* Alıştırma Metni *
=======
Van'da üniversite öğrencisi Rojin Kabaiş’in ölümüyle ilgili yürütülen soruşturma, kamuoyunu sarsan yeni bulgularla bambaşka bir boyuta taşındı. Adli Tıp Kurumu’nun hazırladığı yeni raporda, genç kızın bedeninde iki farklı erkeğe ait DNA örneği tespit edildi. Ailenin ve avukatların aylardır gündeme getirmeye çalıştığı ihmaller zinciri ise bu raporla bir kez daha gün yüzüne çıktı.
Adli Tıp Raporu Sarsıcı Gerçeği Ortaya Koydu
Van Yüzüncü Yıl Üniversitesi Eğitim Fakültesi Çocuk Gelişimi Bölümü 1. sınıf öğrencisi Rojin Kabaiş, 27 Eylül 2023’te kaldığı yurttan ayrıldıktan sonra kaybolmuş, 15 Ekim’de Van’ın Mollakasım Mahallesi sahilinde cansız bedeni bulunmuştu. Ölümünün ardından aylar süren sessizlik ve soru işaretlerinin ardından, 10 Ekim 2024 tarihinde Adli Tıp Kurumu Biyolojik İhtisas Dairesi tarafından hazırlanan rapor dosyaya girdi.
=======
* Veri Özeti *
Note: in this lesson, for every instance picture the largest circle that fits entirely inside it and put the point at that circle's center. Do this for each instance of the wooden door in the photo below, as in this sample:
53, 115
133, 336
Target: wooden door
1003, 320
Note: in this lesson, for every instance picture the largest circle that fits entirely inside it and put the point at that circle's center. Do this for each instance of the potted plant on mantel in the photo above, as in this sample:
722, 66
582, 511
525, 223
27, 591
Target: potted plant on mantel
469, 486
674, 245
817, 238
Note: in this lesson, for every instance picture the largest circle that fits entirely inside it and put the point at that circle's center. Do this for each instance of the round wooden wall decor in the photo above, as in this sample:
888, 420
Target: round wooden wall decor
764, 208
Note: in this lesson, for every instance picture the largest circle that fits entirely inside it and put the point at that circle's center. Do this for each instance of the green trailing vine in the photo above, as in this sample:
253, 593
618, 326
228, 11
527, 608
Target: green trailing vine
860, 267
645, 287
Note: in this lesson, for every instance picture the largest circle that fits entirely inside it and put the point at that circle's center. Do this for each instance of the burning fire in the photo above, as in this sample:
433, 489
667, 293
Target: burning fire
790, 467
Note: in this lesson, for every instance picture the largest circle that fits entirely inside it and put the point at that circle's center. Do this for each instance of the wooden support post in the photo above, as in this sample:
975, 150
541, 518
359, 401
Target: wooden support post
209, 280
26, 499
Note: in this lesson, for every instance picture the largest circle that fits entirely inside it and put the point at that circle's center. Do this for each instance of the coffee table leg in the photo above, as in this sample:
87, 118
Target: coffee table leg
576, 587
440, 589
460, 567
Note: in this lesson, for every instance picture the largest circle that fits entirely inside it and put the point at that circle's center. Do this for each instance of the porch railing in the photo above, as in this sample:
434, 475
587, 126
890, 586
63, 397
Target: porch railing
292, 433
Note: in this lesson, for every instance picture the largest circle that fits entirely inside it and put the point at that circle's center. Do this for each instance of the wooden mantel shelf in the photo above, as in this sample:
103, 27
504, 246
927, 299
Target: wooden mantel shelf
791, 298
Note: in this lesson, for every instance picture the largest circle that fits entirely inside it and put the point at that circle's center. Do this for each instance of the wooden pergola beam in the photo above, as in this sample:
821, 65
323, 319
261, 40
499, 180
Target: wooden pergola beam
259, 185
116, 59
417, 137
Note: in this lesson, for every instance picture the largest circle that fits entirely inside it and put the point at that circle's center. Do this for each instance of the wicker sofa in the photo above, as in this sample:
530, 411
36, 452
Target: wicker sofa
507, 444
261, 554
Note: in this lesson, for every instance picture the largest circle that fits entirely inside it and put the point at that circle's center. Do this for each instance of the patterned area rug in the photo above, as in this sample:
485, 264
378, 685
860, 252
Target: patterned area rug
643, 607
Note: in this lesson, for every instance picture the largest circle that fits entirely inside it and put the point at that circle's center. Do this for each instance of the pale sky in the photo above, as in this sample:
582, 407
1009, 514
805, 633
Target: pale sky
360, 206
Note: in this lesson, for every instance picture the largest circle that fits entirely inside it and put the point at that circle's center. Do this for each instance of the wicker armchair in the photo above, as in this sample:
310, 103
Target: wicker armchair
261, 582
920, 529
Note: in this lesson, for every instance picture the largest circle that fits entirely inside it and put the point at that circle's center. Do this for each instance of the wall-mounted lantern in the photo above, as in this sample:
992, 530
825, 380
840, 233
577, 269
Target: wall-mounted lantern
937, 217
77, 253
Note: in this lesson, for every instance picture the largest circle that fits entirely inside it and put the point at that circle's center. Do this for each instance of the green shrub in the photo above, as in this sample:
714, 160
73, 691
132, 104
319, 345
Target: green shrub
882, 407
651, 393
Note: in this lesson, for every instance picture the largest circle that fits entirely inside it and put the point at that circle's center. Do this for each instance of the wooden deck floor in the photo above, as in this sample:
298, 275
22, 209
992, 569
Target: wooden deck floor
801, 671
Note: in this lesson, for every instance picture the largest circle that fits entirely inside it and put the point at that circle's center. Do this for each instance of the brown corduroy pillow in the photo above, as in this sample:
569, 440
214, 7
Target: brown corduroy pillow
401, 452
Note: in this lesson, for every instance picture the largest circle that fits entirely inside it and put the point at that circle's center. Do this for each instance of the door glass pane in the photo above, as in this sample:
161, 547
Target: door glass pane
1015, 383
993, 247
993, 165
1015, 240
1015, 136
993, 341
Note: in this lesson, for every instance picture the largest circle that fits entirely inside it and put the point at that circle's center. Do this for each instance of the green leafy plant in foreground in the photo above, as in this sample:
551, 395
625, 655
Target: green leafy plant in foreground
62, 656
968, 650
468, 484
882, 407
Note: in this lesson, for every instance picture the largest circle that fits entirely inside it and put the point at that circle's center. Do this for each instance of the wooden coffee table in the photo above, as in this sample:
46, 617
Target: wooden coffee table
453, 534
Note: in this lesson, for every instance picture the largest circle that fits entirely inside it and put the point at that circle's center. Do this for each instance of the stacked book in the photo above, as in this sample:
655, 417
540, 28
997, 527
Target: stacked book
=======
* Yapılacaklar *
1 > Alıştırma metnine göre Rojin Kabaiş'in ölümüyle ilgili soruşturma neden bambaşka bir boyuta taşındı? Bir ya da iki cümleyle açıklayın.
2 > Alıştırma metninde geçen bütün tarihleri yazın.

* Görevlere Göre Cevaplar *
1 > Adli Tıp Kurumu'nun hazırladığı yeni raporda, genç kızın bedeninde iki farklı erkeğe ait DNA örneği bulundu. Bu yeni bulgular soruşturmayı bambaşka bir boyuta taşıdı.

2 >
27 Eylül 2023
15 Ekim
10 Ekim 2024